Required tasks:
(1) Print the part of the passage about the STS-93 mission that begins at the words "Left: The STS-93" and stops after the words "Chandra X-ray Observatory.".
(2) According to the passage about the STS-93 mission, what did Chandra weigh including the Inertial Upper Stage?
(3) Write the next part of the passage about the STS-93 mission, picking up after its final sentence.

Left: The STS-93 crew patch. Middle: Official photo of the STS-93 crew of Eileen M. Collins, left, Steven A. Hawley, Jeffrey S. Ashby, Michel A. Tognini of France, and Catherine “Cady” G. Coleman. Right: The patch for the Chandra X-ray Observatory.
Tognini, selected by CNES in 1985 and a member of NASA’s class of 1995, received the first assignment to STS-93 in November 1997. He previously flew aboard Mir as a cosmonaut researcher, spending 14 days aboard the station in 1992. On March 5, 1998, First Lady Hilary R. Clinton announced Collins’ assignment as the first woman space shuttle commander in a ceremony at the White House together with President William J. “Bill” Clinton. NASA announced the rest of the crew the same day. For Collins, selected in the class of 1990, STS-93 represented her third space mission, having previously served as pilot on STS-63 and STS-84. Ashby, a member of the class of 1994, made his first flight aboard STS-93, while Coleman, selected in 1992, made her second flight, having flown before on STS-73. Hawley made his fifth flight, having previously served as a mission specialist on STS-41D, STS-61C, STS-31, and STS-82. He has the distinction of making the last flight by any member of his class of 1978, more than 21 years after his selection.
Left: Schematic of the Chandra X-ray Observatory showing its major components. Right: Diagram of the trajectory Chandra took to achieve its final operational 64-hour orbit around the Earth – IUS refers to the two burns of the Inertial Upper Stage and IPS to the five burns of Chandra’s Integral Propulsion System.
Because the Earth’s atmosphere absorbs X-ray radiation emitted by cosmic sources, scientists first came up with the idea of a space-based X-ray telescope in the 1970s. NASA launched its first X-ray telescope called Einstein in 1978, but scientists needed a more powerful instrument, and they proposed the Advanced X-ray Astrophysics Facility (AXAF). After a major redesign of the telescope in 1992, in 1998 NASA renamed AXAF the Chandra X-ray Observatory after Indian American Nobel Prize-winning theoretical physicist Subrahmanyan Chandrasekhar who made significant contributions to our knowledge about stars, stellar evolution, and black holes. Chandra, the third of NASA’s four Great Observatories, can detect X-ray sources 100 times fainter than any previous X-ray telescope. At 50,162 pounds including the Inertial Upper Stage (IUS) it used to achieve its operational orbit, Chandra remains the heaviest payload ever launched by the space shuttle, and at 57 feet long, it took up nearly the entire length of the payload bay. It has far exceeded its expected five-year lifetime, still returning valuable science after 25 years.

Record extracts:
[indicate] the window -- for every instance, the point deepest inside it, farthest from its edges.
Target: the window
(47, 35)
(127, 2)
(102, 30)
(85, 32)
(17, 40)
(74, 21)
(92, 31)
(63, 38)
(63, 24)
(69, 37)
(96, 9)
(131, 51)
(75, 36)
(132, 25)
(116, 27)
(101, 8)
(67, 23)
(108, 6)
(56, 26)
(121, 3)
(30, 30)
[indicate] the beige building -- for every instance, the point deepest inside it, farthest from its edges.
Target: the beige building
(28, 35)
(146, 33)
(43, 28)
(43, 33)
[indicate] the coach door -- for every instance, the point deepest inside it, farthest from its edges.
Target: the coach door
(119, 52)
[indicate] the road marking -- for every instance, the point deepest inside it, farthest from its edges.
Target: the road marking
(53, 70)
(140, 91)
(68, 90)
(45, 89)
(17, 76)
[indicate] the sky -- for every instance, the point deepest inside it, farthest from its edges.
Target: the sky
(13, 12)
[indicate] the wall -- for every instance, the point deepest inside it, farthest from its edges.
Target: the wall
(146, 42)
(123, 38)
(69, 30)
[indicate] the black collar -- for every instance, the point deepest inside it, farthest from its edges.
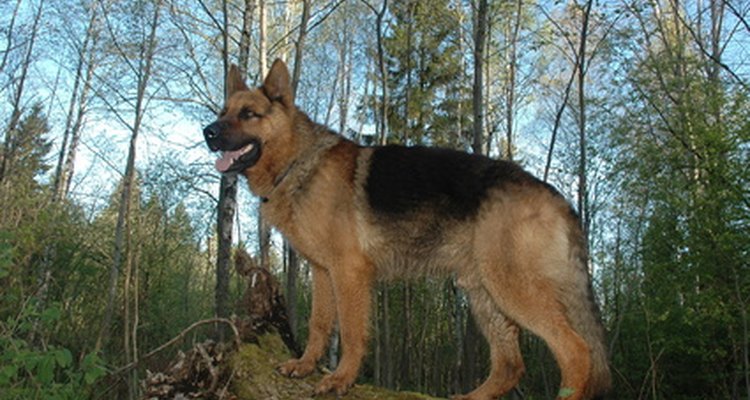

Your written answers:
(1)
Left: The STS-93 crew patch. Middle: Official photo of the STS-93 crew of Eileen M. Collins, left, Steven A. Hawley, Jeffrey S. Ashby, Michel A. Tognini of France, and Catherine “Cady” G. Coleman. Right: The patch for the Chandra X-ray Observatory.

(2) 50,162 pounds

(3)
Left: The STS-93 crew during the Terminal Countdown Demonstration Test. Middle: The Chandra X-ray Observatory loaded into Columbia’s payload bay. Right: Liftoff of Columbia on the STS-93 mission carrying the Chandra X-ray Observatory and the first woman shuttle commander.
Columbia returned to KSC following its previous flight, the STS-90 Neurolab mission, in May 1998. Workers in KSC’s Orbiter Processing Facility (OPF) serviced the orbiter and removed the previous payload. With all four orbiters at KSC at the same time, workers temporarily stowed Columbia in the Vehicle Assembly Building (VAB), returning it to the OPF for final preflight processing on April 15, 1999. Rollover of Columbia from the OPF to the VAB took place on June 2, where workers mated it with an external tank and two solid rocket boosters. Following integrated testing, the stack rolled out to Launch Pad 39B on June 7. The crew participated in the Terminal Countdown Demonstration Test on June 24. Workers placed Chandra in Columbia’s payload bay three days later.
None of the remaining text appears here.